Problem statement: Find every line in the rows that contains the word "basketball" and copy each one in full. Matching is case-sensitive.
-------- The input
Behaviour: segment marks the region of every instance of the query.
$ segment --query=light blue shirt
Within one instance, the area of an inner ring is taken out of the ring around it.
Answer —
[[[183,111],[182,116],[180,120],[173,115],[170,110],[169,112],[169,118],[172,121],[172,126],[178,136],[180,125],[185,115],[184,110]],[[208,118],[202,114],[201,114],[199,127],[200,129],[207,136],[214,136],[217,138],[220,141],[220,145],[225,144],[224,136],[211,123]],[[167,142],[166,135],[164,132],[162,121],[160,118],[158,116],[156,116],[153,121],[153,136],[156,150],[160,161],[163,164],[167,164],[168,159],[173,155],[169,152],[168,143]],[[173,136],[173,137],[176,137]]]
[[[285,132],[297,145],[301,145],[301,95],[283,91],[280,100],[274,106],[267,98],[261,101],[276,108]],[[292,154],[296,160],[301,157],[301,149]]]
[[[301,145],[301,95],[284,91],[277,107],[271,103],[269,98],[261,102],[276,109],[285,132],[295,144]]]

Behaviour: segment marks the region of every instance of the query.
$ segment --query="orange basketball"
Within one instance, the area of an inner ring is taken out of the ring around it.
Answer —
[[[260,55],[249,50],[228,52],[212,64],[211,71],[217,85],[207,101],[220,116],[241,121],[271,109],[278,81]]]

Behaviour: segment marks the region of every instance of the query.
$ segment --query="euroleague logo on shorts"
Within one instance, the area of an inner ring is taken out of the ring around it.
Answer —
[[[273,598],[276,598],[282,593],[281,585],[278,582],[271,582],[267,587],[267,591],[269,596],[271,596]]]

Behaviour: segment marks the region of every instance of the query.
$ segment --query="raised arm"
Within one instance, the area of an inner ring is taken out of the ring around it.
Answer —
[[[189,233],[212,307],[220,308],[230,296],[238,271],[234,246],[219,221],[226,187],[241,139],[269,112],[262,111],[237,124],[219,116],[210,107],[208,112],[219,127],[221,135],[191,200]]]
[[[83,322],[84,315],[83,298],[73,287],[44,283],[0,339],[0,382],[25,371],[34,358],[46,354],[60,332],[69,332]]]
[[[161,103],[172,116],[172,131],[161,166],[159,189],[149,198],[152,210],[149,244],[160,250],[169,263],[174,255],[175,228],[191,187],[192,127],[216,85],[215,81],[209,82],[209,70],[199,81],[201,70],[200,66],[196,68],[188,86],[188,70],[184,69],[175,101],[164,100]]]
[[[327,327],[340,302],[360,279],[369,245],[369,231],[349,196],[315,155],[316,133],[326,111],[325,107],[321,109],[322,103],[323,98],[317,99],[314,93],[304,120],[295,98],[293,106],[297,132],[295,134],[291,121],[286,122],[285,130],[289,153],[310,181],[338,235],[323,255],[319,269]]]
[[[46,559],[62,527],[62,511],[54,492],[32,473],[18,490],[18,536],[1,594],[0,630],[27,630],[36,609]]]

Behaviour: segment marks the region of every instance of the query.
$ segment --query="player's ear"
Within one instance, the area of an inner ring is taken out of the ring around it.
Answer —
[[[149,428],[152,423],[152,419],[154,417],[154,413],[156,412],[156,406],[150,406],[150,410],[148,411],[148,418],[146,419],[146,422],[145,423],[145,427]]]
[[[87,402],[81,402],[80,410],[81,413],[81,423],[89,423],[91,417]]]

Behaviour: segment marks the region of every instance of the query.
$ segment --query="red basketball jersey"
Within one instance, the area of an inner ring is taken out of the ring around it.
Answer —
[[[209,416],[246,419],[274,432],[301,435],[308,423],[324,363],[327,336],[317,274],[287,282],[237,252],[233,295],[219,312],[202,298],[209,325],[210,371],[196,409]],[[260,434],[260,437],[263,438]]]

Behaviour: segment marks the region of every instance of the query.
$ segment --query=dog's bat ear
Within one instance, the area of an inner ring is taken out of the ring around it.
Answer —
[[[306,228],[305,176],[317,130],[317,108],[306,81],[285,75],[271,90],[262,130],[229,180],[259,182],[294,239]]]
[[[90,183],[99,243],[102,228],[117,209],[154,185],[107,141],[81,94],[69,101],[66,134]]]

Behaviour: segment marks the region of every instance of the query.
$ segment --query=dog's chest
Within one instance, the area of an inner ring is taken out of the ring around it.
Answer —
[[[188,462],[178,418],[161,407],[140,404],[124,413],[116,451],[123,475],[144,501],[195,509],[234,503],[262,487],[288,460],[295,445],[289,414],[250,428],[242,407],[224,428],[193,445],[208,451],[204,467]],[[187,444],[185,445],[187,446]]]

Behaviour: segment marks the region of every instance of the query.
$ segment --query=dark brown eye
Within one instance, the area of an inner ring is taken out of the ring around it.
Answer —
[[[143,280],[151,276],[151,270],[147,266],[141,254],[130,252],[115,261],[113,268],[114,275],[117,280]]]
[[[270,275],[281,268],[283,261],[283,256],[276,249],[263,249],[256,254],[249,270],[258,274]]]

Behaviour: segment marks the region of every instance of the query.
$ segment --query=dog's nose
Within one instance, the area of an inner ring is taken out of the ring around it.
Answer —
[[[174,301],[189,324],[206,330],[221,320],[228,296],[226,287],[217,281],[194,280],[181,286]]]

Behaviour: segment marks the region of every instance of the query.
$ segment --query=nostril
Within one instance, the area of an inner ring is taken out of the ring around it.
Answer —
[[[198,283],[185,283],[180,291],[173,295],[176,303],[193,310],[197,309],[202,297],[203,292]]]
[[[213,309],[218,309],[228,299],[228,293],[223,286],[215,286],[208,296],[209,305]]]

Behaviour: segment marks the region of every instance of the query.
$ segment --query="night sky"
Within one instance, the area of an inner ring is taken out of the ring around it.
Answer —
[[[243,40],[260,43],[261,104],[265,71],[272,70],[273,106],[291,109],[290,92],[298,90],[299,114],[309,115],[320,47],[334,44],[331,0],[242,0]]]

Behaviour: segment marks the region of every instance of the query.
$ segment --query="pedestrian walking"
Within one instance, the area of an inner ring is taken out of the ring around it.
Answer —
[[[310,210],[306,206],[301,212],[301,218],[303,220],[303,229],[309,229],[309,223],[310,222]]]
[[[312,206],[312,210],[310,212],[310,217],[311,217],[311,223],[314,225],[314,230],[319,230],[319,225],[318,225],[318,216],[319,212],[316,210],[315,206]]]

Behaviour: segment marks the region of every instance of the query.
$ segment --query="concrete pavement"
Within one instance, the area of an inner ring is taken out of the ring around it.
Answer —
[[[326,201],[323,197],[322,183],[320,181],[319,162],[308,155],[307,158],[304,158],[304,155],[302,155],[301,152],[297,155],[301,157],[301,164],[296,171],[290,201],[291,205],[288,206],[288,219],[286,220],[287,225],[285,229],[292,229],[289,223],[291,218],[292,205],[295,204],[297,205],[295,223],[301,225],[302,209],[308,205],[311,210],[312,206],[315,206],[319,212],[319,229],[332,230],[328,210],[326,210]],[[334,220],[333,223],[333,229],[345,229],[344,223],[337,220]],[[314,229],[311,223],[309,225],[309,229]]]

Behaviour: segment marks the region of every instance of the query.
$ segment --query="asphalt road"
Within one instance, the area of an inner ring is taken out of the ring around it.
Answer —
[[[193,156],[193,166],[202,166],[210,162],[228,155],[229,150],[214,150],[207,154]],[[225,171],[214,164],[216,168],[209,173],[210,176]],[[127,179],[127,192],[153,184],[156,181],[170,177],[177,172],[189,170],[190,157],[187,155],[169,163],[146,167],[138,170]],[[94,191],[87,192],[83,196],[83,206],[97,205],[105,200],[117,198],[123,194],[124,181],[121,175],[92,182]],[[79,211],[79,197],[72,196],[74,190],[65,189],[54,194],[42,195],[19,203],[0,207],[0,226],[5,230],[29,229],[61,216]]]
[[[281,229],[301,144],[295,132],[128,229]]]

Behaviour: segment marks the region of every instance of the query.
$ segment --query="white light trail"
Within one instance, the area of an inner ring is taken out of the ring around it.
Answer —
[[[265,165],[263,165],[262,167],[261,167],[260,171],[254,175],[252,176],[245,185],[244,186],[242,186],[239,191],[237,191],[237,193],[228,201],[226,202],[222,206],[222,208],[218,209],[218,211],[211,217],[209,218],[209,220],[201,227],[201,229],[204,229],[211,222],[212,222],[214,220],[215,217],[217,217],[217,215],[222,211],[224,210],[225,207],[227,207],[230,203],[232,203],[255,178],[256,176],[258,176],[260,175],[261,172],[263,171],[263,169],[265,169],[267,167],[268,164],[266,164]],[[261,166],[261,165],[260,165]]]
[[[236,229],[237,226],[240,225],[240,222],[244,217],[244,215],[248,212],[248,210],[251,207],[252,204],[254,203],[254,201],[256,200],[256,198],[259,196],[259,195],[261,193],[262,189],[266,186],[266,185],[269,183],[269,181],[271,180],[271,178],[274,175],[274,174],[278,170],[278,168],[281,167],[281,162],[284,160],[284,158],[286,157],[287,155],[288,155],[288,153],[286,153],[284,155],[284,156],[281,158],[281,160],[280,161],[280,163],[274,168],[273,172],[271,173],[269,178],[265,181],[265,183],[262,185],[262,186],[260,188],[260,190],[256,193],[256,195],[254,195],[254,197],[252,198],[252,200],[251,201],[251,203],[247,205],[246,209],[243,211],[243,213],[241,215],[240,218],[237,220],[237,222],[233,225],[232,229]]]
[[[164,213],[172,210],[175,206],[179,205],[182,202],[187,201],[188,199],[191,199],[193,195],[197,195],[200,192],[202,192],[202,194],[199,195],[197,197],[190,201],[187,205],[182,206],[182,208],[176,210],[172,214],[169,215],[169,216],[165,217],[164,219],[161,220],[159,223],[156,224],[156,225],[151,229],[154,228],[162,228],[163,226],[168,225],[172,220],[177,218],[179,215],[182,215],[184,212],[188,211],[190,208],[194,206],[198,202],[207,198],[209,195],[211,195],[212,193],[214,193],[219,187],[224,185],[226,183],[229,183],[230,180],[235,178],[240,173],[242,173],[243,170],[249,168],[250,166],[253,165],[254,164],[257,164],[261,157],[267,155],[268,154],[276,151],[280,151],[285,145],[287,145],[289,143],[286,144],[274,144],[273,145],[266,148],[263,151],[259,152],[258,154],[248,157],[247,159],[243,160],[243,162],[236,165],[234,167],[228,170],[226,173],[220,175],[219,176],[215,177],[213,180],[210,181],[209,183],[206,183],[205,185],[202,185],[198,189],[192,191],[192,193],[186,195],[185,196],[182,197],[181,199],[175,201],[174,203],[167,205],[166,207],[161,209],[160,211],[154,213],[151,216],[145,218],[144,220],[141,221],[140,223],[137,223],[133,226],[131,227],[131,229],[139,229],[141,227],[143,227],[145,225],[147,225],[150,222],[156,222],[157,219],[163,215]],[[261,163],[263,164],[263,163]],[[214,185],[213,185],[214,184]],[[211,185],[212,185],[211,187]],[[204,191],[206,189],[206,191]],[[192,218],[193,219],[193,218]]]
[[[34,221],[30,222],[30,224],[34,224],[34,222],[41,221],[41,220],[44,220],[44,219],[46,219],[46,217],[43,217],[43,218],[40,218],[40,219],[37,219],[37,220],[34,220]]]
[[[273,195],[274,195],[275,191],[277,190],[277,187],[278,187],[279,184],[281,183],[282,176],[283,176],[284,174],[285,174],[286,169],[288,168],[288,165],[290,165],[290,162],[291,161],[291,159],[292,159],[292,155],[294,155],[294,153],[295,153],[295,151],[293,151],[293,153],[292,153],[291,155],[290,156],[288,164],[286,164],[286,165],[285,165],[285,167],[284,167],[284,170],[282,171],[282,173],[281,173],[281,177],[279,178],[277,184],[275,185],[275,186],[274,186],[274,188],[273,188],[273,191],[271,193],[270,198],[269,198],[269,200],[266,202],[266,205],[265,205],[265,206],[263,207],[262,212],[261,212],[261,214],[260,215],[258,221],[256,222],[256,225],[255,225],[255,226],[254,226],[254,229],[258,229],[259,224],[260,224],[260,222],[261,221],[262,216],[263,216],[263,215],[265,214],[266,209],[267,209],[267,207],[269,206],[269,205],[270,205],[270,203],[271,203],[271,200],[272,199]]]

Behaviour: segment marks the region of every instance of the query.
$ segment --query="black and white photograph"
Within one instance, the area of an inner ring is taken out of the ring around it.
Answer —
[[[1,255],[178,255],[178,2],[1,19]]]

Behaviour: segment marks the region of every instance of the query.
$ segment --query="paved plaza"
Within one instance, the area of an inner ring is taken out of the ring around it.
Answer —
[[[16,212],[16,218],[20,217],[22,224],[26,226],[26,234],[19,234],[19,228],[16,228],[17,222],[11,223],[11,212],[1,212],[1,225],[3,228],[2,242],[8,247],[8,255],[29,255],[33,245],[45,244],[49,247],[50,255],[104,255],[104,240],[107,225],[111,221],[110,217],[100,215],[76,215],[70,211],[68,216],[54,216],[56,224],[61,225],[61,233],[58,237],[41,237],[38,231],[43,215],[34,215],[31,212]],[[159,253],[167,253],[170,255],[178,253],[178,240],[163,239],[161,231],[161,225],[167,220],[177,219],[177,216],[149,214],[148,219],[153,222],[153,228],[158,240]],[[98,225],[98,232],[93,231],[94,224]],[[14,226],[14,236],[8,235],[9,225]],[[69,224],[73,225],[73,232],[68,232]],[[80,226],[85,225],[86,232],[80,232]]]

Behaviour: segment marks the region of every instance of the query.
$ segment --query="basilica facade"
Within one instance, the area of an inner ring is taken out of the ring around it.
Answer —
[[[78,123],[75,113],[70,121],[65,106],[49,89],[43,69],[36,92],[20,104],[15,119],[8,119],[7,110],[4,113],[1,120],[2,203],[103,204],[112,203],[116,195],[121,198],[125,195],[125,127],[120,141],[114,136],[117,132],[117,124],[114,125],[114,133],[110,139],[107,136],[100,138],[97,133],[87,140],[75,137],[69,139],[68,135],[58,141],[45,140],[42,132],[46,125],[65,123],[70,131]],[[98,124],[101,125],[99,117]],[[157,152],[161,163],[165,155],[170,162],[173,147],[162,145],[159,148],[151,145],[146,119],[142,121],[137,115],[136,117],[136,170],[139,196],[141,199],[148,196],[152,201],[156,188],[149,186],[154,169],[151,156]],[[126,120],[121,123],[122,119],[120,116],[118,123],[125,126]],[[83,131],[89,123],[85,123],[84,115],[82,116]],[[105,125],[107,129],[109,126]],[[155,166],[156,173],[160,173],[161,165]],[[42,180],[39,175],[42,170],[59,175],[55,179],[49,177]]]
----------------
Exercise solution:
$ segment --query="orange basketball"
$ segment --query="red basketball jersey"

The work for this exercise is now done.